Problem requirements.
All of the records below are to be output exactly; no image belongs in the result.
[Start of Attachment]
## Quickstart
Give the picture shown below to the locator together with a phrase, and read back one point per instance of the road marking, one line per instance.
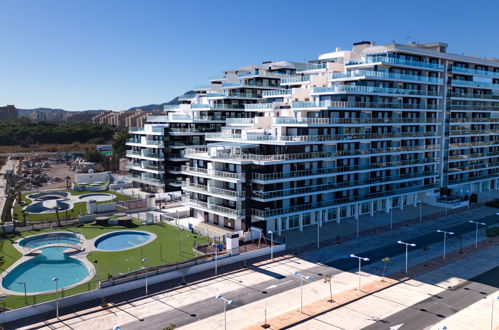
(273, 286)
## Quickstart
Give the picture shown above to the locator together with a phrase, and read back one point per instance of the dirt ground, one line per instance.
(60, 170)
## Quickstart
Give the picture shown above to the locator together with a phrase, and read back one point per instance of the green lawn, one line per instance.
(79, 208)
(164, 249)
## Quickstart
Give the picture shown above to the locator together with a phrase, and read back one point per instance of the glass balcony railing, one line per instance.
[End of Attachment]
Task output.
## Quickstart
Give the picture shown below to the locator together with a phrase, and read back one point per instance of the road marking, one line per instance.
(273, 286)
## Quickstart
Give the picture shown above to the locator together with a phrase, and read back one point per instance of the dirt ground, one line per instance.
(60, 170)
## Quickstart
Give the picture shown above to the locator together with a phrase, and read back one point per instance of the green lawn, one line per instance.
(79, 208)
(164, 249)
## Quickstart
Give the picture shown above to the locator together with a phrase, and read back one point per instance of the glass balcony railing, one line per instance.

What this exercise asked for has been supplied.